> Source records
◆ ◆ ◆ ◆ ◆
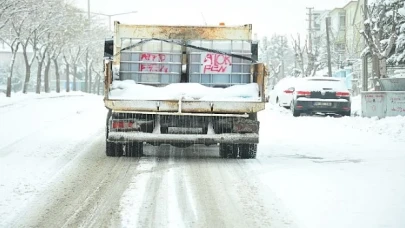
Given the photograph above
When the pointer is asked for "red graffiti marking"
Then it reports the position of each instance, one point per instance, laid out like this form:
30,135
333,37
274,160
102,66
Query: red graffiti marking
153,57
153,67
216,63
398,109
152,64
◆ ◆ ◆ ◆ ◆
> STATED TASK
Reproduce every line of the records with "instance" swapped for "occurrence" wherever it appears, keeping everything else the same. Omit the pictures from your answer.

> THE ANSWER
Given the photograph above
When the pointer is asked for "red graffiti marking"
Then it reports the position of each occurrence, one point per occurrence, laid out like this form:
30,135
333,37
274,160
102,66
Query: red graffiti marking
153,57
153,67
216,63
398,109
152,64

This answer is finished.